Print each line exactly, from the one with "Query: hardwood floor" to the very last line of the listing, and keep the pictures out.

--- DATA FOR THIS EXERCISE Enclosed Below ---

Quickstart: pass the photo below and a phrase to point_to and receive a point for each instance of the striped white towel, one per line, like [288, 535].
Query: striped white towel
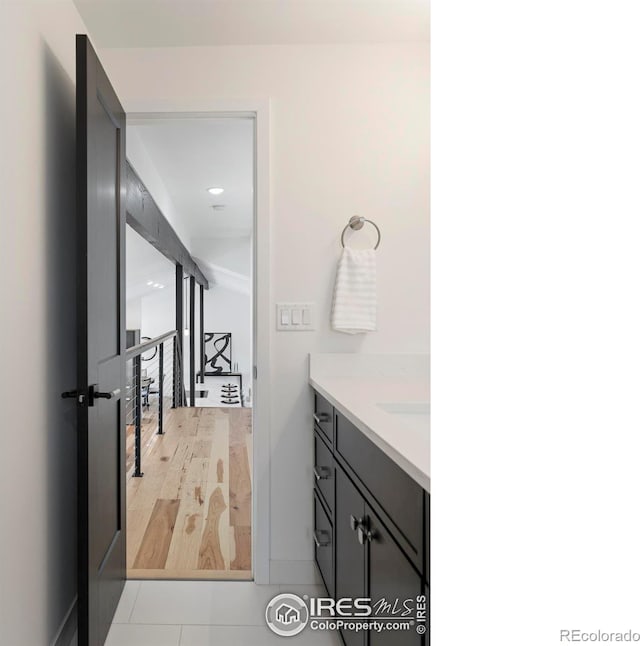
[355, 301]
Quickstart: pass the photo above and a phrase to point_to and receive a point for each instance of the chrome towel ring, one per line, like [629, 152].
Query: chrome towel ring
[356, 223]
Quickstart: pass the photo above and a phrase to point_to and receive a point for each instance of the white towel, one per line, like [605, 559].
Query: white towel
[355, 301]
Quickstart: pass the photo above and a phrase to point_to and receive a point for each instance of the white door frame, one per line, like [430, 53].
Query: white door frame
[258, 110]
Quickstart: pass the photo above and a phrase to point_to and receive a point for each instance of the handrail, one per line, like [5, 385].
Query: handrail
[135, 350]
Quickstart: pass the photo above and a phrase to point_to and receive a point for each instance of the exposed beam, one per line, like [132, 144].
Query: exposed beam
[144, 216]
[192, 340]
[201, 334]
[178, 371]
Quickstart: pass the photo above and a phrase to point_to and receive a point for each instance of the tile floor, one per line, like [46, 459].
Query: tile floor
[205, 613]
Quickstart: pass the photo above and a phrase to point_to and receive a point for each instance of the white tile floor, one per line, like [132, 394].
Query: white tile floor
[204, 613]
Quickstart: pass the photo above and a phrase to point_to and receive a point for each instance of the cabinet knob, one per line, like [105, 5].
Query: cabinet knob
[322, 473]
[354, 522]
[321, 538]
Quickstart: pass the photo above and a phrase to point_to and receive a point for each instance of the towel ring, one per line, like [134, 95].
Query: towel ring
[356, 223]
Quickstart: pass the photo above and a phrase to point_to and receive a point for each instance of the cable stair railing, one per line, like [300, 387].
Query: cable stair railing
[155, 385]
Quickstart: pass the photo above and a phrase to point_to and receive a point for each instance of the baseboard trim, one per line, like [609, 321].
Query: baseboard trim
[294, 573]
[68, 626]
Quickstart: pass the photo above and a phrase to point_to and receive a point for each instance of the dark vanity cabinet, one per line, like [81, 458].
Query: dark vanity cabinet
[372, 528]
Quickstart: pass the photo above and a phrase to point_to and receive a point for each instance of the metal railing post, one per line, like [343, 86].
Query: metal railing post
[161, 389]
[137, 371]
[176, 397]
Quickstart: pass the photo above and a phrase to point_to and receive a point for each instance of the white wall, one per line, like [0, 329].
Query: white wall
[349, 134]
[37, 327]
[134, 313]
[158, 312]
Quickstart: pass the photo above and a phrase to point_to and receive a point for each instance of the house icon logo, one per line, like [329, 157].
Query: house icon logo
[287, 615]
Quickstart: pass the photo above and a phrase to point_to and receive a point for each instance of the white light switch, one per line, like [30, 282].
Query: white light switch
[294, 317]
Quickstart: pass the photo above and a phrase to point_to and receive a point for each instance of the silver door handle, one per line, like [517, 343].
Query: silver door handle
[321, 419]
[114, 394]
[322, 473]
[354, 522]
[321, 542]
[365, 535]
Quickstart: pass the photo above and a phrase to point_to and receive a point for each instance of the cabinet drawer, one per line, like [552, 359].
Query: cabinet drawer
[400, 497]
[323, 416]
[324, 472]
[323, 539]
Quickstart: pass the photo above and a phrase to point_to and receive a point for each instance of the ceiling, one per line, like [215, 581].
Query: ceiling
[182, 23]
[192, 155]
[145, 264]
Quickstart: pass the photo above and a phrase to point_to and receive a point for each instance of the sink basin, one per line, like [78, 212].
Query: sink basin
[406, 408]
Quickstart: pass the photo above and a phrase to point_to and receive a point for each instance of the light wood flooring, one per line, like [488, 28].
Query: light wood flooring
[189, 516]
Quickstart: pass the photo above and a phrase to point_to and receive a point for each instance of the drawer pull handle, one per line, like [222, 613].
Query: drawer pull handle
[322, 473]
[354, 522]
[321, 418]
[321, 538]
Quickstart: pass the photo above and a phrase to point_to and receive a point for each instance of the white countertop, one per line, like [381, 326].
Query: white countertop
[356, 384]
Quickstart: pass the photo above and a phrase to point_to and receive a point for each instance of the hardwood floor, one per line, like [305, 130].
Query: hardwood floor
[189, 516]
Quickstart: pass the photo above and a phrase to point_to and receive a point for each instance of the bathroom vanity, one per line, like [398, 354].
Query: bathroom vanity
[371, 492]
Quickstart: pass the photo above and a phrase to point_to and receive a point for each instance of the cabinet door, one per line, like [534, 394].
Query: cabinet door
[392, 580]
[350, 554]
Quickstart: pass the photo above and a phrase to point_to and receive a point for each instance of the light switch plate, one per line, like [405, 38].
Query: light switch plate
[295, 317]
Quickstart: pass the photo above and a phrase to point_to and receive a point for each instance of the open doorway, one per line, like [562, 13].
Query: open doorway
[190, 351]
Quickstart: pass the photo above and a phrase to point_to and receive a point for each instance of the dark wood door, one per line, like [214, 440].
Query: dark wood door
[101, 214]
[350, 553]
[392, 581]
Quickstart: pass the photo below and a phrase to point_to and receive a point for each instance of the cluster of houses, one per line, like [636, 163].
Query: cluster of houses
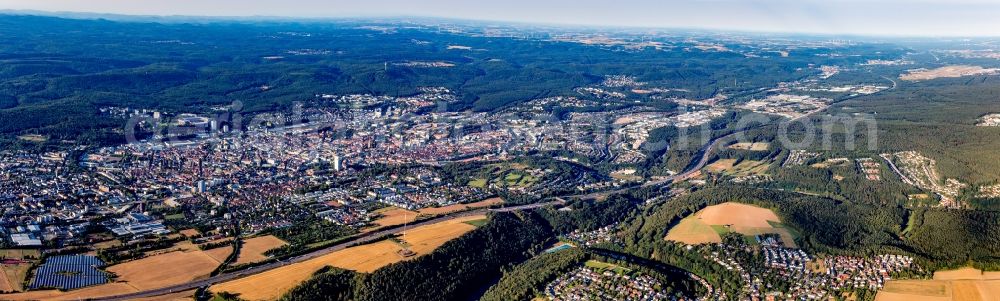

--- End of Enclosed DATA FOR THIS EXERCISE ---

-- OUTPUT OF THE EXERCISE --
Query: hardwood floor
[189, 516]
Quickstart: pass the photo above and a phrase to point_to and receive a point for each instance of the bathroom vanity, one per line, like [398, 354].
Query: bathroom vanity
[371, 492]
Quickstart: pass the photo above and a phrase to point_to and receive a point for each instance of the cabinet door, one per line, like [534, 394].
Query: cabinet door
[392, 580]
[350, 554]
Quickstart: pass the photo above and a phrase to point_to and receive a point for each instance of the light switch plate, one per line, like [405, 38].
Query: light switch plate
[295, 317]
Quickstart: pass the photo above and a phrase to point_to and receive a point for each instance of the open doorway, one per line, like [562, 13].
Query: open doorway
[190, 351]
Quickstart: pass the photo above and a phrase to point_to and receive a point for each instance of the dark wood door, one per line, like [214, 440].
Query: dark wood door
[101, 214]
[350, 553]
[392, 581]
Quickstart: pass the photo below and a phrase to point_to and receive a point for each instance of the cluster of houses, one per line, like [636, 163].
Query: cluster of houses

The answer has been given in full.